Document segment:

+--

# Canadian Forces Track Russian Subs as New Cold War Brews Under the Atlantic



## Eye In The Sky (15 Nov 2017)

op:

Article Link

Canadian Forces Track Russian Subs as New Cold War Brews Under the Atlantic 

*NATO forces are reporting Russian submarine activity not seen “since the days of the Cold War.”*

Ian Keddie
Nov 15 2017, 4:24pm

Under the waves of the Atlantic Ocean a new front line has emerged as a resurgent Russia tries to exert its influence on the global stage. Russian submarines have been challenging NATO in the biggest increase of underwater military activity since the height of the Cold War.


Submarines from NATO and the Soviet Union vied for control of strategically critical parts of the Atlantic Ocean throughout the course of the Cold War but the collapse of communism left Western navies as the dominant force for the last 25 years as Russia’s navy decayed from lack of investment. Western military attention shifted away from the seas and expensive anti-submarine warfare capabilities took a backseat to a new era of threats. Under Vladimir Putin and a long period of economic growth in the early 2000s, Russia reinvested in the military and the Russian Navy began to extend its reach into the Atlantic Ocean once again

Russian activity in the Atlantic has been on the rise for a number of years and the British First Sea Lord, Admiral Sir Philip Jones, acknowledged the threat in a message to the Royal Navy in January 2017: “In northern Europe and the Baltic, we are responding to the highest level of Russian naval activity since the end of the Cold War.” Jones’ comments echoed those of his colleague Vice Admiral Clive Johnstone, the head of NATO’s maritime forces, who stated in 2016 that his NATO forces report “more activity from Russian submarines than we’ve seen since the days of the Cold War.” The head of the US Navy’s Sixth Fleet, Vice Admiral James Foggo III called this the start of “The Fourth Battle of the Atlantic,” referencing past submarine battles from WWI, WWII, and the Cold War.

+--

Complete the following:
1. Translate this sentence from the post on Russian submarine activity into French: "Russian submarines have been challenging NATO in the biggest increase of underwater military activity since the height of the Cold War."
2. From the post on Russian submarine activity, return word for word the passage starting with "Article Link" and going on through "height of the Cold War.".

+--

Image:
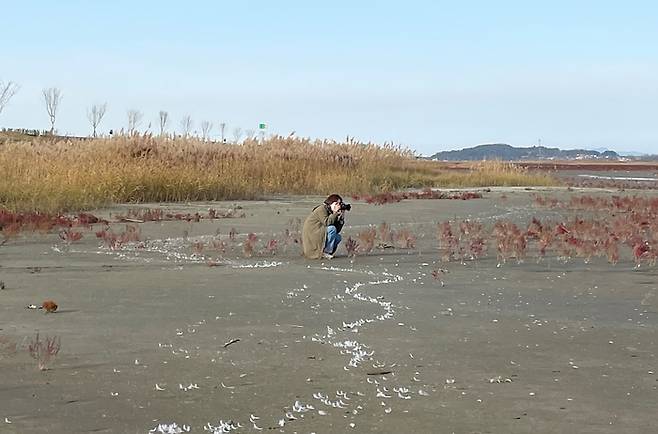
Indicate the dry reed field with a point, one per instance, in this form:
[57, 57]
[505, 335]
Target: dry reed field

+--

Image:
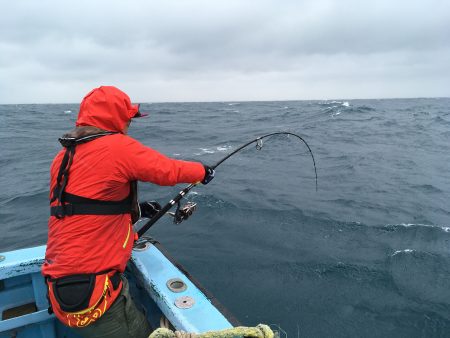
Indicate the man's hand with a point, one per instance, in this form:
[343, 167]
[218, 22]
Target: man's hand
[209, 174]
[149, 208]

+--

Solutions in order:
1. Les sous-marins russes défient l'OTAN, dans la plus forte hausse de l'activité militaire sous-marine depuis l'apogée de la guerre froide.

2.
Article Link

Canadian Forces Track Russian Subs as New Cold War Brews Under the Atlantic 

*NATO forces are reporting Russian submarine activity not seen “since the days of the Cold War.”*

Ian Keddie
Nov 15 2017, 4:24pm

Under the waves of the Atlantic Ocean a new front line has emerged as a resurgent Russia tries to exert its influence on the global stage. Russian submarines have been challenging NATO in the biggest increase of underwater military activity since the height of the Cold War.